BEGIN EXERCISE PASSAGE

GP friends and family test data to be published monthly from 2015

NHS England will publish data monthly on GP practices' performance in the Friends and Family test, guidance on the primary care roll-out of the scheme reveals.

Friends and Family test: GP poll data to be published monthly
Friends and Family test: GP poll data to be published monthly

Practices will also be required to publish findings from the test locally, possibly including free-text comments from patients.

In a letter to practices across England on Monday, NHS officials reiterated that introducing the test would become a contractual requirement from 1 December.

Practices will not be required to ask patients at the end of every consultation whether they wish to fill in a Friends and Family questionnaire, guidance from NHS England confirms.

Multiple responses

But patients can take part in the poll multiple times if they wish, and must be made aware that they can take part at any time.

No target will be set for the level of patient participation at each practice, but the guidance warns ‘NHS England is keen to see practices gain feedback from as many patients as possible’.

Monthly data on both the level of patient participation in the survey and satisfaction findings will be published by NHS England.

Practices are free to collect Friends and Family test data via any method they choose as long as they comply with a handful of key requirements.

Key question required

The test must offer patients the following question: ‘We would like you to think about your recent experiences of our service.

‘How likely are you to recommend our GP practice to friends and family if they needed similar treatment?’

Patients should be allowed to choose from the following responses: ‘extremely likely’, ‘likely’, ‘neither likely or unlikely’, ‘unlikely’, ‘extremely unlikely’, and ‘don’t know’.

The test must also contain a follow-up question that allows patients to give a free-text response – for this reason practices will not be allowed to conduct the test by offering patients a token to place in one slot or another to indicate their response.

The GPC has previously warned that the test must not become a bureaucratic burden for practices.

Newly elected GPC negotiator Dr Brian Balmer told GP that if bureaucracy was avoided, the test could be ‘a good thing’.

‘If it’s done properly, we could use it to boost morale – I don’t think people should be frightened of it.’

END EXERCISE PASSAGE

EXERCISE GOAL
Please write out the passage on the GP Friends and Family test, starting with "NHS England will" and going on through "NHS England confirms.", and swap "Monday" for "Tuesday" wherever it appears. The items that come next were drawn from a separate source.

BEGIN DATA PROVIDED

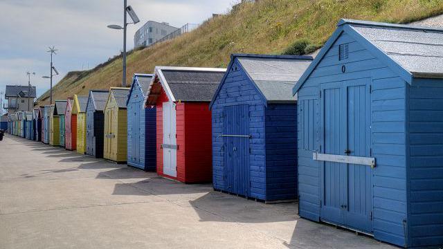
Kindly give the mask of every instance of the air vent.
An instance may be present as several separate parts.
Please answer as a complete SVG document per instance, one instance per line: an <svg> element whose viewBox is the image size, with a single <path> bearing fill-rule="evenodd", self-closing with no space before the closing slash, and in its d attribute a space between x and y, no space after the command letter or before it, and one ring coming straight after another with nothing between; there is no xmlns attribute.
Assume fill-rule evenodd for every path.
<svg viewBox="0 0 443 249"><path fill-rule="evenodd" d="M349 44L341 44L338 46L338 60L343 60L347 59L349 55Z"/></svg>

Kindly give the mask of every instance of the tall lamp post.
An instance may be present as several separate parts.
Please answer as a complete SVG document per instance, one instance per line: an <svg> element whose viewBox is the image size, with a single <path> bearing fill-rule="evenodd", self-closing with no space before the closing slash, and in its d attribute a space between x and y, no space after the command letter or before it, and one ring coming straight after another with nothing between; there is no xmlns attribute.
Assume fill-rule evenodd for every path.
<svg viewBox="0 0 443 249"><path fill-rule="evenodd" d="M132 23L127 23L127 12L131 17L132 19ZM127 0L123 0L123 26L120 26L120 25L111 24L108 25L108 28L116 30L123 30L123 76L122 79L122 86L123 87L126 87L126 29L128 24L135 24L140 21L137 15L132 9L131 6L127 6Z"/></svg>
<svg viewBox="0 0 443 249"><path fill-rule="evenodd" d="M31 111L32 109L30 107L30 98L33 93L30 92L30 75L35 75L35 72L31 73L28 71L26 72L26 74L28 75L28 109L29 111ZM33 99L33 104L34 104Z"/></svg>
<svg viewBox="0 0 443 249"><path fill-rule="evenodd" d="M42 77L43 78L45 78L45 79L51 79L49 104L53 104L53 76L58 75L58 72L57 71L57 69L55 69L55 68L53 65L53 54L57 55L57 53L55 53L55 51L57 50L55 49L55 48L53 46L52 48L49 47L49 50L48 50L47 52L51 53L51 74L49 75L49 76ZM53 72L55 73L55 74L53 74Z"/></svg>

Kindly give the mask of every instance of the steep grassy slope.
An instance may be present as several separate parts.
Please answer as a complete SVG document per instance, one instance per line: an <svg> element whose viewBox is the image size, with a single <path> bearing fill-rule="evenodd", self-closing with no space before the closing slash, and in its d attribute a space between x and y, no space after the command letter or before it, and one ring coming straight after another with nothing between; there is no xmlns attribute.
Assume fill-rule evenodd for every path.
<svg viewBox="0 0 443 249"><path fill-rule="evenodd" d="M442 0L260 0L244 3L172 41L132 51L127 79L152 72L156 65L224 67L233 53L280 54L303 44L320 47L341 18L408 23L443 13ZM54 99L89 89L121 84L121 58L89 71L66 75L54 88ZM74 77L75 76L75 77ZM78 77L75 79L75 77ZM48 93L37 104L47 103Z"/></svg>

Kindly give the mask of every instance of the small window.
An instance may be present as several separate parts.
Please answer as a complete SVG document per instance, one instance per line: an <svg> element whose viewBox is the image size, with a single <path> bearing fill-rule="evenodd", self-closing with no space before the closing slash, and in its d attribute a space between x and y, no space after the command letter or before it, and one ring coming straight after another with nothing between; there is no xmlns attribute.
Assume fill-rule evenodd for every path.
<svg viewBox="0 0 443 249"><path fill-rule="evenodd" d="M338 60L343 60L347 59L349 56L349 44L341 44L338 46Z"/></svg>

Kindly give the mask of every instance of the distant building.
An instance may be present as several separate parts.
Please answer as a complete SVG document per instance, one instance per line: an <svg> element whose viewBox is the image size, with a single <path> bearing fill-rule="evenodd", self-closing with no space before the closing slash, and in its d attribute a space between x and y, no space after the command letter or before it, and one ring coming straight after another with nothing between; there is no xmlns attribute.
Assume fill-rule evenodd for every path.
<svg viewBox="0 0 443 249"><path fill-rule="evenodd" d="M17 111L30 111L34 108L34 98L36 97L35 86L30 87L28 93L28 86L6 86L5 100L8 100L8 114Z"/></svg>
<svg viewBox="0 0 443 249"><path fill-rule="evenodd" d="M163 37L178 30L166 22L148 21L134 35L134 46L149 46Z"/></svg>

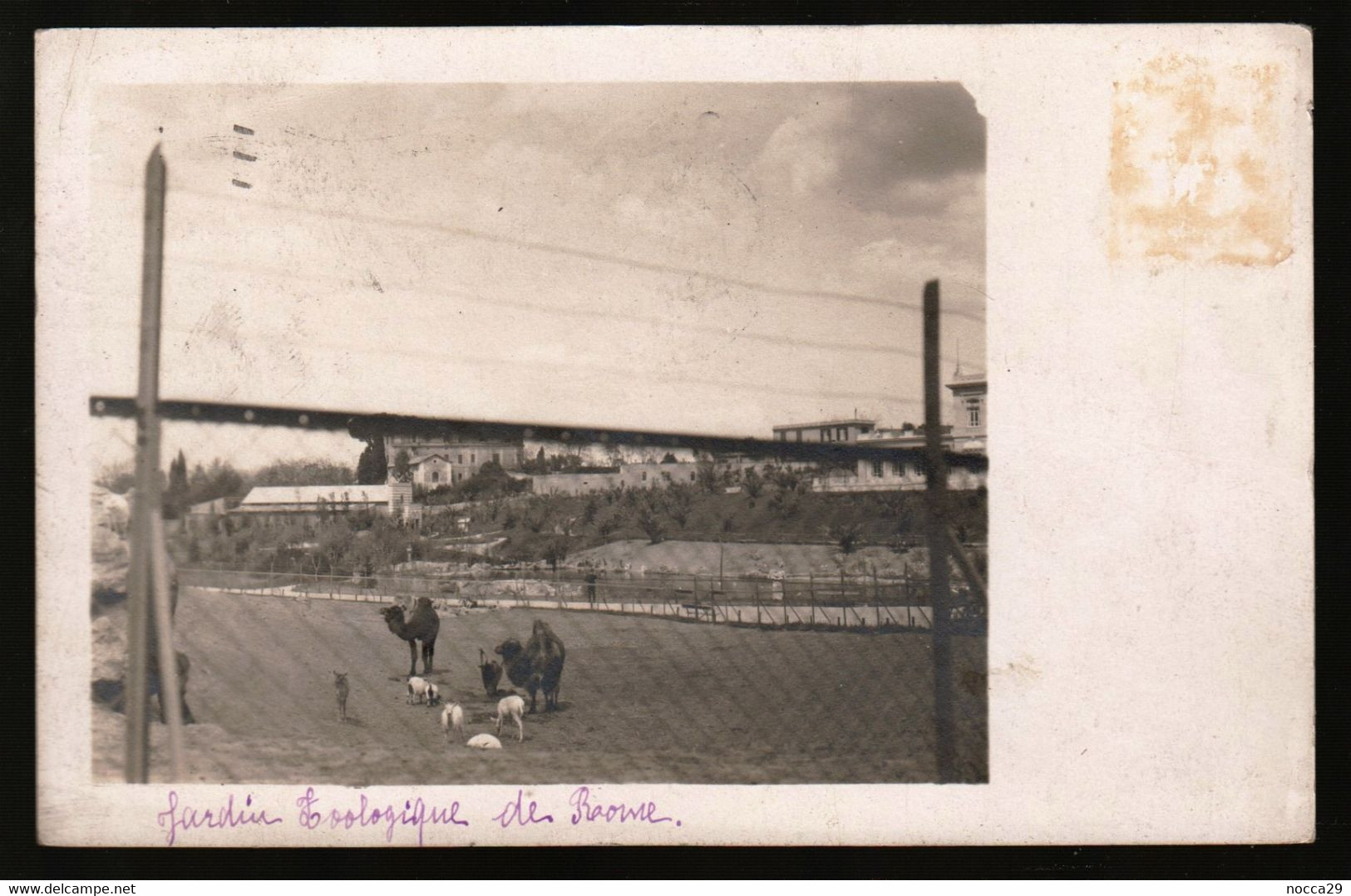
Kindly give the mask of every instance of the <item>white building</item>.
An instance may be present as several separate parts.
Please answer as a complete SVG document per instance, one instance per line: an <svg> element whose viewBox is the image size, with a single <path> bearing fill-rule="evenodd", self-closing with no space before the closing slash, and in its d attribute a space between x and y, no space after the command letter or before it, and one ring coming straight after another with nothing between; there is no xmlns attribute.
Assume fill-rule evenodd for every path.
<svg viewBox="0 0 1351 896"><path fill-rule="evenodd" d="M943 432L943 449L952 454L971 455L970 464L948 464L947 487L954 491L981 488L986 484L986 405L985 373L962 373L961 366L947 384L952 392L952 426ZM858 437L859 446L880 449L913 449L894 459L861 458L854 473L819 477L813 488L820 492L882 492L921 489L925 438L921 427L877 427Z"/></svg>

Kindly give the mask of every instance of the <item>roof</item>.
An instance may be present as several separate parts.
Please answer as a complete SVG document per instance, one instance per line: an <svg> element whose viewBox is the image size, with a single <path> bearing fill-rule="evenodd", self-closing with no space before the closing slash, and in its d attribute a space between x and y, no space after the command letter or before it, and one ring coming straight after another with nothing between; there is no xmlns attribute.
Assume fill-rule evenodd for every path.
<svg viewBox="0 0 1351 896"><path fill-rule="evenodd" d="M430 461L434 457L439 457L440 459L443 459L447 464L450 464L450 458L446 457L444 451L432 451L431 454L419 454L417 457L408 458L408 466L417 466L423 461Z"/></svg>
<svg viewBox="0 0 1351 896"><path fill-rule="evenodd" d="M240 509L259 505L293 504L388 504L388 485L257 485L239 504Z"/></svg>
<svg viewBox="0 0 1351 896"><path fill-rule="evenodd" d="M850 424L877 426L877 420L869 420L867 418L855 416L844 420L820 420L817 423L780 423L778 426L773 427L773 430L778 432L780 430L811 430L813 427L820 427L820 426L850 426Z"/></svg>
<svg viewBox="0 0 1351 896"><path fill-rule="evenodd" d="M213 497L209 501L201 501L200 504L193 504L188 508L189 514L224 514L228 508L228 499Z"/></svg>

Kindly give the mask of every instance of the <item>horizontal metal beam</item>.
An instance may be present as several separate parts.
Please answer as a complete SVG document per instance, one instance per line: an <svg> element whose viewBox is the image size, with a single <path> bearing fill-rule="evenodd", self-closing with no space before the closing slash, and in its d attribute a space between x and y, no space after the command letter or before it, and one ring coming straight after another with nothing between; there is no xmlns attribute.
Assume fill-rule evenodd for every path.
<svg viewBox="0 0 1351 896"><path fill-rule="evenodd" d="M89 399L89 412L104 418L135 416L135 401L128 397L95 396ZM538 423L504 423L466 420L455 418L422 418L392 414L347 414L342 411L309 411L301 408L266 407L257 404L223 404L212 401L159 401L159 419L193 420L200 423L245 423L254 426L285 426L305 430L347 432L355 439L378 435L420 435L436 438L447 430L469 432L478 438L515 442L542 439L573 445L619 445L626 447L692 449L719 454L744 453L800 462L840 462L858 459L888 459L924 464L924 447L881 447L858 442L780 442L777 439L721 438L658 432L651 430L600 430L563 427ZM946 453L947 466L969 472L985 472L989 459L984 454Z"/></svg>

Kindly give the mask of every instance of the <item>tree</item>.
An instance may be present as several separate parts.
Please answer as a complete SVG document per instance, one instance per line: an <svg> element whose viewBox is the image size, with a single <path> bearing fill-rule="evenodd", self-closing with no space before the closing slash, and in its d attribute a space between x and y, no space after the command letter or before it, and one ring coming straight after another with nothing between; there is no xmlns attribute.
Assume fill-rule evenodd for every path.
<svg viewBox="0 0 1351 896"><path fill-rule="evenodd" d="M567 542L562 538L551 538L549 543L544 545L544 559L549 562L549 568L558 572L558 564L567 559Z"/></svg>
<svg viewBox="0 0 1351 896"><path fill-rule="evenodd" d="M746 496L751 500L759 497L761 492L765 491L765 480L755 472L754 466L742 474L742 491L746 492Z"/></svg>
<svg viewBox="0 0 1351 896"><path fill-rule="evenodd" d="M366 447L357 458L357 484L382 485L389 478L389 461L385 458L385 438L373 435L366 439Z"/></svg>
<svg viewBox="0 0 1351 896"><path fill-rule="evenodd" d="M254 485L351 485L355 472L324 458L273 461L253 474Z"/></svg>
<svg viewBox="0 0 1351 896"><path fill-rule="evenodd" d="M661 515L650 504L638 508L638 528L643 530L643 535L647 535L647 541L653 545L659 545L666 535Z"/></svg>
<svg viewBox="0 0 1351 896"><path fill-rule="evenodd" d="M165 491L165 516L177 519L188 509L188 459L178 449L178 457L169 462L169 487Z"/></svg>
<svg viewBox="0 0 1351 896"><path fill-rule="evenodd" d="M413 469L409 465L411 458L408 457L408 449L399 449L399 454L394 455L394 481L408 482L413 478Z"/></svg>
<svg viewBox="0 0 1351 896"><path fill-rule="evenodd" d="M136 473L131 461L113 461L99 470L93 480L95 485L101 485L113 495L123 495L136 484Z"/></svg>
<svg viewBox="0 0 1351 896"><path fill-rule="evenodd" d="M842 553L852 554L854 549L858 547L858 539L863 535L863 527L857 522L834 523L825 530L825 534L839 545Z"/></svg>
<svg viewBox="0 0 1351 896"><path fill-rule="evenodd" d="M666 512L681 528L685 528L685 523L689 520L690 505L693 504L693 497L689 492L688 485L671 485L666 489Z"/></svg>
<svg viewBox="0 0 1351 896"><path fill-rule="evenodd" d="M635 520L638 522L638 528L643 530L647 535L647 541L653 545L661 543L662 538L666 535L666 526L662 522L662 511L665 509L661 493L651 491L644 492L638 500L638 514Z"/></svg>
<svg viewBox="0 0 1351 896"><path fill-rule="evenodd" d="M716 492L719 485L717 466L715 466L712 461L700 461L694 465L694 481L697 481L700 488L705 492Z"/></svg>

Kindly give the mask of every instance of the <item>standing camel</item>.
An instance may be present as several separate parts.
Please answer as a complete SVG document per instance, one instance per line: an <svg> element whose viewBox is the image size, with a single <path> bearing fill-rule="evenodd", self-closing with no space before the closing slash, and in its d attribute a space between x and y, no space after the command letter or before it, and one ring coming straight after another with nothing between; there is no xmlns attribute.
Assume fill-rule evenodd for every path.
<svg viewBox="0 0 1351 896"><path fill-rule="evenodd" d="M436 632L440 631L440 618L431 607L431 599L419 597L412 616L404 620L404 608L399 604L380 611L389 631L408 642L408 677L417 674L417 642L423 647L423 674L431 673L432 654L436 651Z"/></svg>

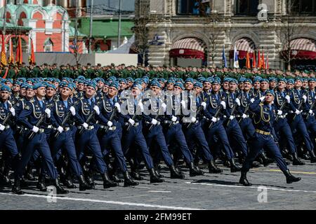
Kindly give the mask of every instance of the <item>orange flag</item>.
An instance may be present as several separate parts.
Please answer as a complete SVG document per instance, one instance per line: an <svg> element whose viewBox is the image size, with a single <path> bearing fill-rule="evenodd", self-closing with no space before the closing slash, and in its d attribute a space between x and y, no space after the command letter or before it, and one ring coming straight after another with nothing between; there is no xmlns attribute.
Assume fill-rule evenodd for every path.
<svg viewBox="0 0 316 224"><path fill-rule="evenodd" d="M265 69L265 55L263 53L263 51L262 52L262 62L261 62L261 66L263 69Z"/></svg>
<svg viewBox="0 0 316 224"><path fill-rule="evenodd" d="M250 58L249 58L249 53L247 51L247 56L246 57L246 67L247 69L250 69Z"/></svg>
<svg viewBox="0 0 316 224"><path fill-rule="evenodd" d="M252 67L256 68L256 52L254 50L254 58L252 59Z"/></svg>
<svg viewBox="0 0 316 224"><path fill-rule="evenodd" d="M8 63L14 64L14 55L13 55L13 44L12 43L12 38L10 36L9 38L9 55L8 59Z"/></svg>
<svg viewBox="0 0 316 224"><path fill-rule="evenodd" d="M22 52L22 42L21 36L19 36L19 41L18 42L18 47L16 48L15 62L18 65L21 65L23 62L23 55Z"/></svg>
<svg viewBox="0 0 316 224"><path fill-rule="evenodd" d="M30 38L30 41L31 50L29 52L29 64L33 64L35 63L35 55L34 54L33 40L32 39L32 38Z"/></svg>
<svg viewBox="0 0 316 224"><path fill-rule="evenodd" d="M2 34L2 47L1 47L1 66L8 65L6 55L6 43L4 42L4 35Z"/></svg>
<svg viewBox="0 0 316 224"><path fill-rule="evenodd" d="M261 57L260 57L260 50L258 51L258 69L261 69Z"/></svg>

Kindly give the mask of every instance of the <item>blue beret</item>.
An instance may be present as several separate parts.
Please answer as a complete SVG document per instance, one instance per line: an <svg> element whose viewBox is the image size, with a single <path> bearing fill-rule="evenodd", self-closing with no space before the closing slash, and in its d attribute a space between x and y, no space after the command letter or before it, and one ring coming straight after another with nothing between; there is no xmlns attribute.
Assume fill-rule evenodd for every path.
<svg viewBox="0 0 316 224"><path fill-rule="evenodd" d="M38 88L40 88L41 87L45 87L45 85L42 82L39 82L34 85L33 89L37 90Z"/></svg>
<svg viewBox="0 0 316 224"><path fill-rule="evenodd" d="M200 83L200 82L196 82L196 83L193 85L193 86L194 86L194 87L199 87L200 88L203 88L203 85L202 85L202 83Z"/></svg>
<svg viewBox="0 0 316 224"><path fill-rule="evenodd" d="M7 91L7 92L11 92L11 89L6 85L4 85L1 86L1 88L0 89L1 91Z"/></svg>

END DATA PROVIDED

COMPLETED TASK
NHS England will publish data monthly on GP practices' performance in the Friends and Family test, guidance on the primary care roll-out of the scheme reveals.

Friends and Family test: GP poll data to be published monthly
Friends and Family test: GP poll data to be published monthly

Practices will also be required to publish findings from the test locally, possibly including free-text comments from patients.

In a letter to practices across England on Tuesday, NHS officials reiterated that introducing the test would become a contractual requirement from 1 December.

Practices will not be required to ask patients at the end of every consultation whether they wish to fill in a Friends and Family questionnaire, guidance from NHS England confirms.